--- START OF Text to read ---
# Adding a second line to existing septic line



## Eddietan (May 10, 2012)

I have a shop on my property. I want to add a bathroom and run a line and tap into existing line. Is that ok to do? When line T's in, it must go left to tank. Will it want to go right also? Does it matter where the second line goes into the existing line? Should it the in close to the tank? It would be easier to tie in at the location close to where existing line come out of the house.


----------



## VIPlumber (Aug 2, 2010)

I do not know what size septic tank & field you have so I cannot comment on that. You'd have to have an expert come and take a look.

If it does allow for the addition of a bathroom then you'd use a sani tee or sani Y, see below image, to tie it into the existing line.


----------



## Bondo (Dec 8, 2007)

> *When line T's in, it must go left to tank. Will it want to go right also?*


Ayuh,... The only guarantee is,... It'll flow *Downhill*...


----------



## Alan (Apr 12, 2006)

Eddietan said:


> I have a shop on my property. I want to add a bathroom and run a line and tap into existing line. Is that ok to do?
--- END OF Text to read ---
--- START OF Dataset extract ---
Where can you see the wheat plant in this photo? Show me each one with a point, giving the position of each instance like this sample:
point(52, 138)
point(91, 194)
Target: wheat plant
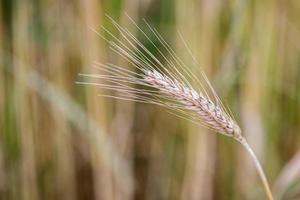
--- END OF Dataset extract ---
§ **Problem**:
Answer these questions using the thread about adding a second line to an existing septic line above.
(a) What does Eddietan want to add to the shop?
(b) According to VIPlumber, which fittings would be used to tie the new line into the existing line?
(c) According to Bondo, in which direction is the flow guaranteed to go?

§ **Answer in full**:
(a) A bathroom.
(b) A sani tee or a sani Y.
(c) Downhill.